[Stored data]
────
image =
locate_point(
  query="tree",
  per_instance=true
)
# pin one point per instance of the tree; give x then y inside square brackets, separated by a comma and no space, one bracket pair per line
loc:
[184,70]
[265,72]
────
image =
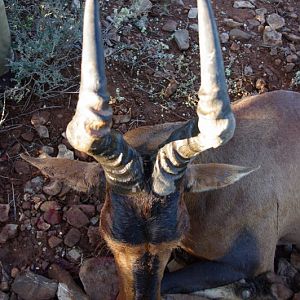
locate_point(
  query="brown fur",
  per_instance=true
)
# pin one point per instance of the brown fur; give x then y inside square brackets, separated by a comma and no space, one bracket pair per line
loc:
────
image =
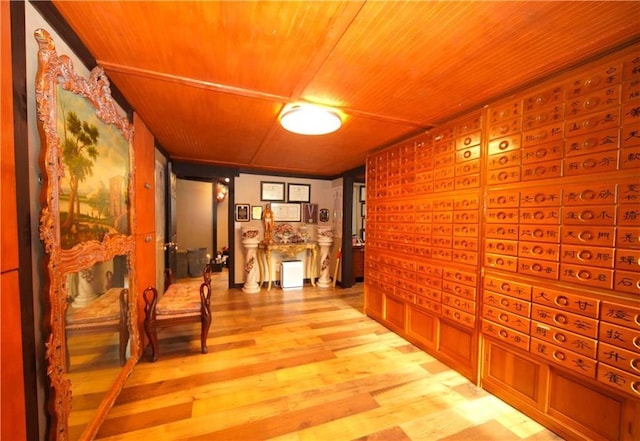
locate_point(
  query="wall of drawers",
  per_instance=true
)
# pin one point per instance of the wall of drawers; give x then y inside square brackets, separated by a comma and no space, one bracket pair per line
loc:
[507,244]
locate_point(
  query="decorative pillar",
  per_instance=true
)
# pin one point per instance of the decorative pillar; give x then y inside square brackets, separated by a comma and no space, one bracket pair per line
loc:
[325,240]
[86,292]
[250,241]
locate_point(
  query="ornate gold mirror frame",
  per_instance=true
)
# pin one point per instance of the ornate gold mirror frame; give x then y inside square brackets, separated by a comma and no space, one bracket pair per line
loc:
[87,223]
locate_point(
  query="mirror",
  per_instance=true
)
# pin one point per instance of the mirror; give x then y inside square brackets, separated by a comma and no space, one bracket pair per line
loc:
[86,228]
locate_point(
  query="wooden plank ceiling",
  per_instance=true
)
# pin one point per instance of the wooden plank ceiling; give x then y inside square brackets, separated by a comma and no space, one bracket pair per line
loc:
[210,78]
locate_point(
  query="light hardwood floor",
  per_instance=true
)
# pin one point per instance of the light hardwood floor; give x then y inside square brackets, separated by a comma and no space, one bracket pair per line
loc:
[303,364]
────
What the task asks → Every line that holds the word "ornate" should be copied from the records above.

Completed exercise →
  query="ornate gold mirror frame",
# pin one point per instance of the ornate gold mirror frame; give x then y inside square brackets, separated by a comma and no space, one bracket pair per line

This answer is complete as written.